> **Written problem**: In the court opinion, on what date was the taxpayer forced to retire for disability?

> **Text**:
United States District Court, E.D. Tennessee, S.D
Aug 24, 1965
246 F. Supp. 755 (E.D. Tenn. 1965)

Opinion

Civ. A. No. 4298.

August 24, 1965.

Richard P. Jahn, Chattanooga, Tenn., for plaintiff.

J.H. Reddy, U.S. Dist. Atty., Chattanooga, Tenn., for defendant.


This is an action by a taxpayer to recover income taxes alleged to have been erroneously or illegally assessed and collected. As originally filed, the suit appeared to involve the sum of $1320.00 alleged to have been illegally collected for the years 1959 through 1961.

Although originally there appeared to be multiple issues in the case, by reason of the stipulations made at the trial there now appear to be two issues for decision. The first issue is whether the taxpayer is barred by Sections 6511(a) and 6532(a), Title 26 U.S.C. from bringing this suit by reason of failure to timely file an adequate claim for refund and to obtain an administrative determination upon such claim. The second issue is whether certain payments received by the taxpayer for the tax year involved were disability payments exempt from taxation under Section 105(d), Title 26 U.S.C. or whether such payments were retirement income and taxable as such.

It is stipulated that the taxpayer, Manly A. Watson, was born September 18, 1897, and thus became 60 years of age upon September 18, 1957. He was a Civil Service employee of the Federal Government for a total of 29 years plus at the time of his forced retirement for disability upon October 3, 1953. He would have had in excess of 30 years government service had he remained in government employment until he became 60 years of age upon September 18, 1957. Mr. Watson contributed $4,963.27 to the United States Civil Service Retirement Fund during the course of his employment with the government. The mandatory retirement age under Civil Service regulations is 70 years of age. However, a civil service employee is permitted to retire without reduction in annuity benefits at any time after 30 years of service and after becoming 60 years of age.

Further stipulations narrowed the sum in issue to $363.35 and the year in issue to the tax year 1959. In accordance with these stipulations, it appears that the taxes claimed by the Government to be due for the tax years 1960 and 1961 have not yet been paid, so that no suit would lie at this time for adjudication of any issue relating to taxes for these years.

Upon this state of the record it is the contention of the taxpayer that he effectively complied with the statutory regulations for filing a refund and that he is entitled to the refund herein sued for as the payments received by him were deductible from gross income under Section 105(d) as payments received for a period during which he was absent from work on account of sickness. It is the taxpayer's contention that but for his forced retirement for disability he would not have been required to retire until age 70 and would have continued work until that age, so that his payments would continue to be non-taxable disability payments until he reached the age of 70 and would not become taxable retirement income until he recouped his contribution to the retirement fund after reaching the age of 70.

> **Information shown**:
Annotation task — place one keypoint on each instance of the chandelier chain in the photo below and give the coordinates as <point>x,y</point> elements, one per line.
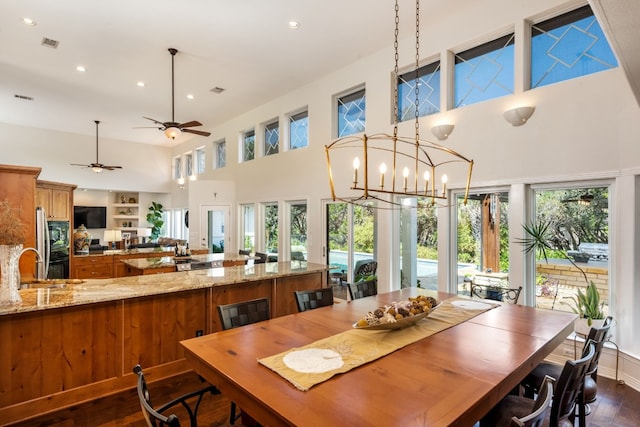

> **Problem solution**: October 3, 1953